**TASK STATEMENT**:
Rewrite all the lines below, changing every "integer pixel boxes" to "bounding boxes in pixels" and keeping the rest the same. Leave the pictures out.

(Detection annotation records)
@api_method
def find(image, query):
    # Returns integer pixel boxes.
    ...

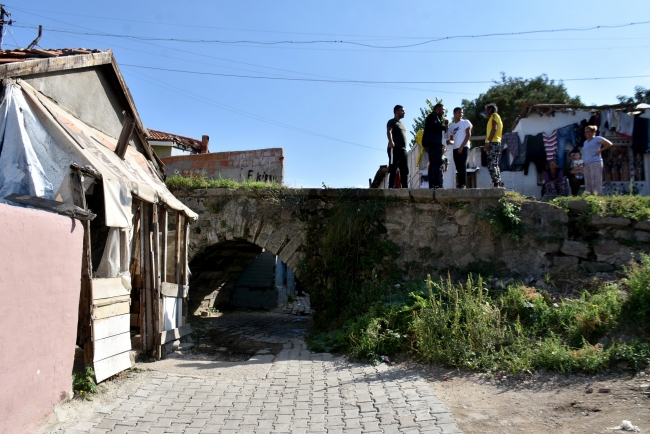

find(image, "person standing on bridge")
[422,103,447,189]
[484,103,503,188]
[386,105,409,188]
[447,107,472,188]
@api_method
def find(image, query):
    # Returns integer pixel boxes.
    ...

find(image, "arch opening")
[189,239,303,314]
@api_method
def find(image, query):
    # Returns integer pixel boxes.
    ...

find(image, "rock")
[634,220,650,232]
[454,209,474,226]
[589,215,632,229]
[553,256,580,268]
[520,201,569,238]
[634,230,650,243]
[594,240,622,262]
[582,262,616,273]
[560,240,591,259]
[569,200,591,214]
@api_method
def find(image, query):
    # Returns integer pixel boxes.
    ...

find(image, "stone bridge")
[174,189,577,310]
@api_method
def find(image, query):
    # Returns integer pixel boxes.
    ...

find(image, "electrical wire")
[117,63,650,84]
[121,65,384,151]
[8,8,650,49]
[40,29,475,96]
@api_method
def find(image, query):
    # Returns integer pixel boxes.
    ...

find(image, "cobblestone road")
[42,314,460,434]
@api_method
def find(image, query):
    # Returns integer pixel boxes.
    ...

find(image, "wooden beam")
[175,211,183,285]
[160,324,192,345]
[179,217,190,321]
[160,208,169,283]
[115,116,135,160]
[5,193,96,221]
[93,301,131,320]
[93,314,130,341]
[93,277,129,301]
[160,282,189,298]
[151,203,162,360]
[93,327,131,363]
[0,51,113,79]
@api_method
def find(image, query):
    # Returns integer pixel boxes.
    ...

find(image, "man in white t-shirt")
[447,107,472,188]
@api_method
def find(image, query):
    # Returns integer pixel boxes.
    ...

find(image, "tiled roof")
[149,129,201,151]
[0,48,110,64]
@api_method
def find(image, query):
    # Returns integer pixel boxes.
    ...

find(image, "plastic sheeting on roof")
[5,80,197,227]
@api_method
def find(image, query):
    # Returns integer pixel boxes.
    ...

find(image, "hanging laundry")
[632,116,648,153]
[501,133,519,160]
[510,140,527,172]
[524,133,546,175]
[542,130,557,161]
[616,112,634,137]
[557,124,577,170]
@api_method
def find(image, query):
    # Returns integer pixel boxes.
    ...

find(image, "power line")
[117,63,650,84]
[11,20,650,50]
[120,65,384,151]
[11,6,641,40]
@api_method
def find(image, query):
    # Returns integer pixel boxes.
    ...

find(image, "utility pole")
[0,4,13,50]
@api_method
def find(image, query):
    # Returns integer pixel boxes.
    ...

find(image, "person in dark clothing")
[422,104,447,189]
[386,105,409,188]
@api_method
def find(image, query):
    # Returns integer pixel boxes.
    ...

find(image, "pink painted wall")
[0,204,83,434]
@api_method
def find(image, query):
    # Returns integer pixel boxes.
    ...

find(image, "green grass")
[551,194,650,221]
[165,175,281,191]
[309,255,650,373]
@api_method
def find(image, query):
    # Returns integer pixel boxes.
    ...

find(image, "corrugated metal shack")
[0,49,196,382]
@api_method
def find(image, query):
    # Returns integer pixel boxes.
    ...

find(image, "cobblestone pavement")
[41,314,460,434]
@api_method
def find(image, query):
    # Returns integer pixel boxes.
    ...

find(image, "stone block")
[454,209,474,226]
[560,240,591,259]
[569,200,591,214]
[553,256,580,268]
[521,202,569,238]
[594,239,622,262]
[634,230,650,243]
[435,188,506,202]
[589,215,632,229]
[582,262,615,273]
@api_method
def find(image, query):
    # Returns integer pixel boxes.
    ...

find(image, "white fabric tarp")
[0,80,197,228]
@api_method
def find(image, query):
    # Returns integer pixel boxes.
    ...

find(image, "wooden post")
[77,220,93,366]
[115,117,135,160]
[140,201,149,351]
[182,216,190,325]
[151,203,162,360]
[160,208,168,282]
[174,211,183,285]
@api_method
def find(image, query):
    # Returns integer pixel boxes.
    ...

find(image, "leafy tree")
[616,86,650,104]
[462,72,582,135]
[411,97,447,147]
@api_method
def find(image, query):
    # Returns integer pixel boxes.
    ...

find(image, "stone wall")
[175,189,650,310]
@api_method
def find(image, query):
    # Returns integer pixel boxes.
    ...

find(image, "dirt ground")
[402,363,650,434]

**CORRECT ANSWER**:
@api_method
def find(image, query):
    # Returns bounding boxes in pixels.
    ...


find(image, "person standing on bridge")
[422,103,447,189]
[484,103,503,188]
[386,105,409,188]
[447,107,472,188]
@api_method
def find(image, query):
    # Returns bounding boxes in pixels.
    ...

find(image, "arch opening")
[189,239,303,314]
@api_method
def find(image, query):
    # Returns bounding boxes in pixels.
    ...

find(image, "rock")
[634,220,650,232]
[454,209,474,226]
[589,215,632,229]
[553,256,580,268]
[520,201,569,238]
[634,230,650,243]
[594,240,622,262]
[582,262,616,273]
[560,240,591,259]
[569,200,591,214]
@api_method
def find(image, query):
    # Returns bounding boxes in pixels.
    ...

find(image, "stone bridge")
[174,189,577,310]
@api_method
def find(image, query):
    # Returns bounding boxes in pixels.
    ...

find(image, "electrical wire")
[117,63,650,84]
[121,65,384,151]
[8,8,650,49]
[40,29,475,96]
@api_method
def find(image, query):
    # Returns bounding boxes in pixels.
    ...

find(image, "cobblestone road")
[42,314,460,434]
@api_method
def find(image, query):
    # Returns bounding boxes in pixels.
    ...

find(image, "wooden beam")
[175,211,183,285]
[160,324,192,345]
[179,217,190,321]
[160,208,169,283]
[115,116,135,160]
[5,193,96,221]
[93,301,131,320]
[93,314,130,341]
[93,277,129,301]
[160,282,189,298]
[151,203,162,360]
[93,327,131,363]
[0,51,113,79]
@api_method
def find(image, query):
    # Returns bounding boxes in pixels.
    ...

find(image, "man in white t-shirt")
[447,107,472,188]
@api_method
def find(image, query):
    # Returns bounding boxes in pixels.
    ...

find(image, "tiled roof")
[149,129,201,151]
[0,48,110,64]
@api_method
def find(image, query):
    # Returns bounding boxes in pixels.
    ...

find(image, "plastic sheeting on roof")
[5,80,197,227]
@api_method
def find(image, query):
    # Returns bounding boxes in pixels.
    ...

find(image, "hanging laundry")
[632,116,648,153]
[501,133,519,160]
[510,140,527,172]
[524,133,546,175]
[542,130,557,161]
[616,112,634,137]
[557,124,577,170]
@api_method
def find(image, query):
    # Returns bounding boxes in pixels.
    ...

find(image, "power line")
[117,63,650,84]
[11,20,650,50]
[120,65,384,151]
[11,6,641,40]
@api_method
def find(image, query):
    # Returns bounding boxes in pixels.
    ...

find(image, "utility pole")
[0,4,13,50]
@api_method
def find(image, query):
    # Returns bounding boxes in pixels.
    ...

find(image, "person in dark clothing")
[422,104,447,189]
[386,105,409,188]
@api_method
def find(image, query):
    # Returns bounding boxes in pixels.
    ...

find(image, "pink painted wall")
[0,204,83,434]
@api_method
def find(image, query):
    # Returns bounding boxes in pixels.
    ...

find(image, "green grass")
[551,194,650,221]
[165,175,281,191]
[309,255,650,373]
@api_method
def find(image, query):
    # Returns bounding boxes in pixels.
    ...

find(image, "corrugated metal shack")
[0,49,196,382]
@api_method
def find(image, query):
    # Returns bounding boxes in pixels.
    ...

find(image, "cobblestone pavement")
[41,314,460,434]
@api_method
def find(image, query):
    # Returns bounding boxes in pixels.
    ...

find(image, "stone block")
[454,209,474,226]
[560,240,591,259]
[569,200,591,214]
[553,256,580,268]
[521,202,569,238]
[594,239,622,262]
[634,230,650,243]
[435,188,506,202]
[589,215,632,229]
[582,262,615,273]
@api_method
def find(image, query):
    # Returns bounding boxes in pixels.
    ...

find(image, "white fabric tarp")
[0,80,197,228]
@api_method
def find(image, query):
    # Returns bounding boxes in pixels.
    ...

find(image, "wooden post")
[77,220,93,366]
[115,117,135,160]
[140,201,149,351]
[182,216,190,325]
[151,203,162,360]
[160,208,168,282]
[174,211,183,285]
@api_method
def find(image, query):
    # Returns bounding boxes in pixels.
    ...

find(image, "leafy tree")
[616,86,650,104]
[462,72,582,135]
[411,97,447,147]
@api_method
def find(image, query):
    # Returns bounding boxes in pixels.
    ...

find(image, "stone wall")
[175,189,650,310]
@api_method
def find(image, query):
    # Returns bounding boxes in pixels.
    ...

find(image, "dirt ground")
[402,363,650,434]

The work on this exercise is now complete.